Stored records:
____________

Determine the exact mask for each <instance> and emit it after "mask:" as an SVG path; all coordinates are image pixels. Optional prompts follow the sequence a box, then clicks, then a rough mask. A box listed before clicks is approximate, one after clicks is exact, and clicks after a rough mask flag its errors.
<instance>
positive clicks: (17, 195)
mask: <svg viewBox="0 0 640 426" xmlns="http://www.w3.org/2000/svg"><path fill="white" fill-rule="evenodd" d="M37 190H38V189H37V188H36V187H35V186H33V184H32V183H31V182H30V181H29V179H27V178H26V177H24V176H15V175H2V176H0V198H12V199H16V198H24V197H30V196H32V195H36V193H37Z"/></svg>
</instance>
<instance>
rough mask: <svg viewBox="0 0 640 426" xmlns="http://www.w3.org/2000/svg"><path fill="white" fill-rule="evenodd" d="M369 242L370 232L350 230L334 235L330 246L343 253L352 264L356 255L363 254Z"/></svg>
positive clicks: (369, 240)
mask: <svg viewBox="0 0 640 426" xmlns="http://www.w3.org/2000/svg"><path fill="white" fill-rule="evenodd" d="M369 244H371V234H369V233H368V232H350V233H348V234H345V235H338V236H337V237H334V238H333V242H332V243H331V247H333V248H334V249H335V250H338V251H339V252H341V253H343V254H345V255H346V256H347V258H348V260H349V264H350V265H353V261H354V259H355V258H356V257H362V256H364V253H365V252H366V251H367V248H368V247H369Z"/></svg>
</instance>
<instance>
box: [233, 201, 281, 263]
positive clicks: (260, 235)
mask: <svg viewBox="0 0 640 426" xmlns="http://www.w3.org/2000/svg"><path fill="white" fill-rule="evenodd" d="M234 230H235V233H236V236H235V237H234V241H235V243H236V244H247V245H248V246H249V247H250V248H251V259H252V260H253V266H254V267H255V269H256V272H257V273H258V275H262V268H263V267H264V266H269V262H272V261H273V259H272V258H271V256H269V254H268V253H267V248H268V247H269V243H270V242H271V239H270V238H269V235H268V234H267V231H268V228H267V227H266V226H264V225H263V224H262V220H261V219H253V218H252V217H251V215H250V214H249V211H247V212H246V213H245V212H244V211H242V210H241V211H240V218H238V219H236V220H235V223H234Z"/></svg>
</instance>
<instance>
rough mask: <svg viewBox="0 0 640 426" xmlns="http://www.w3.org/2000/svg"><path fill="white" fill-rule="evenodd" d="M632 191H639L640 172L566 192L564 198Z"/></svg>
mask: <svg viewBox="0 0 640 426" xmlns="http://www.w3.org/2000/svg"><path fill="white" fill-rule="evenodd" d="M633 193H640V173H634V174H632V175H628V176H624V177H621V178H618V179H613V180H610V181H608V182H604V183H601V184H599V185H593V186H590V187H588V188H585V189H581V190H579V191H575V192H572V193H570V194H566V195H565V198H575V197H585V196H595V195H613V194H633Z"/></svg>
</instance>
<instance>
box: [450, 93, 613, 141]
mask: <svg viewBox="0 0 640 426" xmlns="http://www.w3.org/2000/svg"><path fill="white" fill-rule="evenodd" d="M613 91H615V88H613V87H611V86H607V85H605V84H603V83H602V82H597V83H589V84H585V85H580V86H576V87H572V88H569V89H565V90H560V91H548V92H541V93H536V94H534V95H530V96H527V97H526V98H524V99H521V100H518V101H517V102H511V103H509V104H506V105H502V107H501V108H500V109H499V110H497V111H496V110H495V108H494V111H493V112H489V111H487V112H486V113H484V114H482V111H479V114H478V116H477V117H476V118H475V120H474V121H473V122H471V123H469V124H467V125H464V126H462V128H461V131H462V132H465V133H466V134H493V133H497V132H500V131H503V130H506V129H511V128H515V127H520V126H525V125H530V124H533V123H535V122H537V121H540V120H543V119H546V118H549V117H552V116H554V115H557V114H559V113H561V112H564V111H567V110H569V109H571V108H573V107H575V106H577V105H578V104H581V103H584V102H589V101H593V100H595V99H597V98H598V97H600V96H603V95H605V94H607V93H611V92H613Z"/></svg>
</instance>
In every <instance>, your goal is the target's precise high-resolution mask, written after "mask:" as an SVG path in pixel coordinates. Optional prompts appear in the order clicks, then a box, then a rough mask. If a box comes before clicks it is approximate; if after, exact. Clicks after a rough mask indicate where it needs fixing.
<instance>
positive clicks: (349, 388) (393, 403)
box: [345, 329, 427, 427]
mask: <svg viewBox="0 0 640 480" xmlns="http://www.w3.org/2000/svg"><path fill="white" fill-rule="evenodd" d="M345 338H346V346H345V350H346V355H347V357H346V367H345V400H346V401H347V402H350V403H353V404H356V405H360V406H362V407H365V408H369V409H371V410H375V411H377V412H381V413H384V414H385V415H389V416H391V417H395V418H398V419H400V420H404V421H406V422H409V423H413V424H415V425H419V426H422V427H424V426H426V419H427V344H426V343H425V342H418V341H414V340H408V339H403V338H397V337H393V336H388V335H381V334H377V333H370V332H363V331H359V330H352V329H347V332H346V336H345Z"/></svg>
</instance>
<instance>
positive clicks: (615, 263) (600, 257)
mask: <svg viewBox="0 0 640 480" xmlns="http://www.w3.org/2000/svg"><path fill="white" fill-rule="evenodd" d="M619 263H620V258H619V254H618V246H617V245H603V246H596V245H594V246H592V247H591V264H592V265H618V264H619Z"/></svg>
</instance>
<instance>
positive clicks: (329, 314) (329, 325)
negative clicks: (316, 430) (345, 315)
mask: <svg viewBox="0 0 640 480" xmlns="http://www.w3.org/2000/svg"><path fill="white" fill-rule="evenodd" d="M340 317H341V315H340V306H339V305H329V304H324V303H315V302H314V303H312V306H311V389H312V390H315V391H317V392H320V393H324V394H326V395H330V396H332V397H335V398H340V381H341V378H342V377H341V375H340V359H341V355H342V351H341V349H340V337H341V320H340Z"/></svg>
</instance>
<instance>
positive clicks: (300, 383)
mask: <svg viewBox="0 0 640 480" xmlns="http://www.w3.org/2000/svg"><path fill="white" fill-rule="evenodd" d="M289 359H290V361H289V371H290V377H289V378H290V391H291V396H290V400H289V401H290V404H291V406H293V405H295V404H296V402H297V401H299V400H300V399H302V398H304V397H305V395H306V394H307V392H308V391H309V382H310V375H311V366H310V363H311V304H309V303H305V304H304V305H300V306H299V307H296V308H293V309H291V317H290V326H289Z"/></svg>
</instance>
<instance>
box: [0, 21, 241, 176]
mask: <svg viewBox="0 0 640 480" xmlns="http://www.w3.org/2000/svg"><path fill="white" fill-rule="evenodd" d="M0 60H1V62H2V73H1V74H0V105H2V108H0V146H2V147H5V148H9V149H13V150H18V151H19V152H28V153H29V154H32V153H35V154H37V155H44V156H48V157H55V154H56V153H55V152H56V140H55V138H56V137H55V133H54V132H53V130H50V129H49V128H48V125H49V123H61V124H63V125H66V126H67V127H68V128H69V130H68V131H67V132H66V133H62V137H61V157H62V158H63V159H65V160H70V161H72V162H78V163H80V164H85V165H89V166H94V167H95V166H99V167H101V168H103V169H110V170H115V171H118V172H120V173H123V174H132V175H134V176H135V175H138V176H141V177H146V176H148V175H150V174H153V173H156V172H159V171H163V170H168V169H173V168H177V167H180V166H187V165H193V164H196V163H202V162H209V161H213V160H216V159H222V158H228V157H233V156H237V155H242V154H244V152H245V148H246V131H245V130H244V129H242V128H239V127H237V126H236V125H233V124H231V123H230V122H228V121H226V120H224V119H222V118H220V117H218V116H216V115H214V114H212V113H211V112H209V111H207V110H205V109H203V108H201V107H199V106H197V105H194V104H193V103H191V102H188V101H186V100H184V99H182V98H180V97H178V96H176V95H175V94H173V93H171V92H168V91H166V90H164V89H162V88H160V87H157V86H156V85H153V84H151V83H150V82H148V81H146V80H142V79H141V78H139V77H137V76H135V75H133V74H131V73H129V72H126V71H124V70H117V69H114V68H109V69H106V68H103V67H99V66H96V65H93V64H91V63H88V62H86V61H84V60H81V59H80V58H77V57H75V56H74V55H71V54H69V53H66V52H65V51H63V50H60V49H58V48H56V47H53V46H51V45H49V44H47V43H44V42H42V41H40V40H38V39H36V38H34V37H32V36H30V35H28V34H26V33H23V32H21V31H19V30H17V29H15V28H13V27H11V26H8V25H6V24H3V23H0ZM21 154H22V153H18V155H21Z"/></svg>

____________

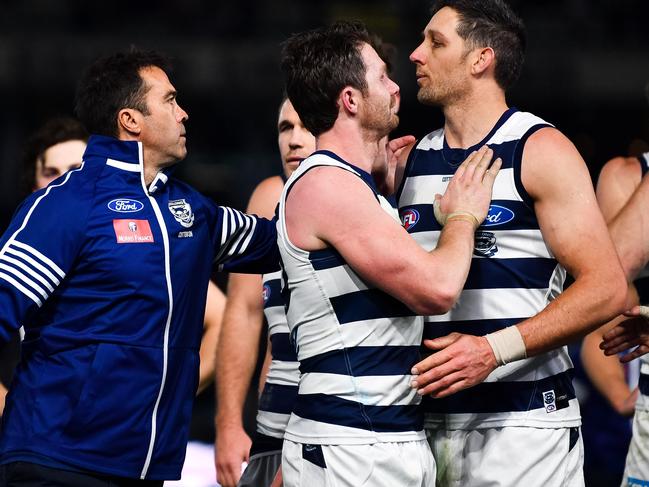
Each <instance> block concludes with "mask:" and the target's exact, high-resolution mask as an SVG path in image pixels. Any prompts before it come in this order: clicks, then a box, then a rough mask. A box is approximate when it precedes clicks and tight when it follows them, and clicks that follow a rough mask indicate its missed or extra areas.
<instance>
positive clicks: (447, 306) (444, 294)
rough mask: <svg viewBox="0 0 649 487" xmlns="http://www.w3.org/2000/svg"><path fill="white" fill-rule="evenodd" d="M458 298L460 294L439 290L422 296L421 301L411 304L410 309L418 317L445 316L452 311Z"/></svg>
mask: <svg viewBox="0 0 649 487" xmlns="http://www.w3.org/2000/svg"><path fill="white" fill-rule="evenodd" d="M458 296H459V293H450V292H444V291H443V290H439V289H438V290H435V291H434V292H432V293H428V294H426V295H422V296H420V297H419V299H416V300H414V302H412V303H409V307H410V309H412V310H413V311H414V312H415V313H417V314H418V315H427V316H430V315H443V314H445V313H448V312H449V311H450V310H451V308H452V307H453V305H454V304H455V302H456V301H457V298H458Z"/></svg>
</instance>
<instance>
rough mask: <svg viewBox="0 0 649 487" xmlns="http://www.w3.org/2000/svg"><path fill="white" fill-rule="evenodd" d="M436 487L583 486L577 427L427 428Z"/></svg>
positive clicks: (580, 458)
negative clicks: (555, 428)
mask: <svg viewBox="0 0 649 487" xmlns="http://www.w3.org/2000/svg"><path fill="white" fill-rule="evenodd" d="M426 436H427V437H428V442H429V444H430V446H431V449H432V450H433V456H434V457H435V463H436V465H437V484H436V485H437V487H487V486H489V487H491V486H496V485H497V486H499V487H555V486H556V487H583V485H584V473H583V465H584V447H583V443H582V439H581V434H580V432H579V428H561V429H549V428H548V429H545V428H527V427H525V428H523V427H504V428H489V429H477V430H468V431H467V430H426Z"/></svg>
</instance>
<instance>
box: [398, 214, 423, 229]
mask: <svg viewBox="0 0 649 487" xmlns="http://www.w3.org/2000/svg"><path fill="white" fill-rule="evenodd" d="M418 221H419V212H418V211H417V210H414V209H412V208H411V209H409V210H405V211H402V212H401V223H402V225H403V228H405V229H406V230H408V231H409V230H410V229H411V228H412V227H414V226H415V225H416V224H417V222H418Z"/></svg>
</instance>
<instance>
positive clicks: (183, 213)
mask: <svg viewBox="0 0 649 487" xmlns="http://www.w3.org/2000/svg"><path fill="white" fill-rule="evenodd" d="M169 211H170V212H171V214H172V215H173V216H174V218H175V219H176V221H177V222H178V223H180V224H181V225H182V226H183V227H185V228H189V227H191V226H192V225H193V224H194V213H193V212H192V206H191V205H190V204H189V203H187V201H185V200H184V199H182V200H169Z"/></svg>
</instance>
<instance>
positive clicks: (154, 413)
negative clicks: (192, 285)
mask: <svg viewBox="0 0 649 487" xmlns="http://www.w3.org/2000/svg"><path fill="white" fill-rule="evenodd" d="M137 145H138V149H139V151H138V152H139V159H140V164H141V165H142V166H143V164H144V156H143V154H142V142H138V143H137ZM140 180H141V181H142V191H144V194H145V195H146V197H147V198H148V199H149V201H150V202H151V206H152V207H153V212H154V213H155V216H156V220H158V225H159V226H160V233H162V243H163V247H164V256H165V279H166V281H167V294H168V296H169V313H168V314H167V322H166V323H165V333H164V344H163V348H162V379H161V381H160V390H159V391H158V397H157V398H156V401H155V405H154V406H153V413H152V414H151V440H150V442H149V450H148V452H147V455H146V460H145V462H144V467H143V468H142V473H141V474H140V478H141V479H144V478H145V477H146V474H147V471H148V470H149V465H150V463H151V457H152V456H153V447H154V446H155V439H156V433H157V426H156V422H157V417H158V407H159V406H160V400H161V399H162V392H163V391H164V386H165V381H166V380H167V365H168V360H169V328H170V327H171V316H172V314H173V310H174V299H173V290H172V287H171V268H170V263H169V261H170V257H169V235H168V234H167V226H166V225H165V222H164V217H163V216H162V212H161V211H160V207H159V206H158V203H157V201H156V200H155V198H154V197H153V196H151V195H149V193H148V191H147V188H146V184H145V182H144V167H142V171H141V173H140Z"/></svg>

____________

What you have to do:
From the data above, copy every line where "follow" appears.

Solved problem:
Determine the exact mask for each <instance> and emit it after "mask:" as an SVG path; all coordinates are image pixels. Optional prompts follow the sequence a box, then clicks, then a rough mask. A box listed before clicks is approximate, one after clicks is exact, and clicks after a rough mask flag its errors.
Each <instance> block concludes with "mask:" and the target's exact, high-resolution mask as an SVG path in image pixels. Any prompts before it come in this order: clicks, then a box, then a rough mask. A box is approximate when it precedes clicks and tight when it follows them, and clicks that follow a rough mask indicate its missed or extra areas.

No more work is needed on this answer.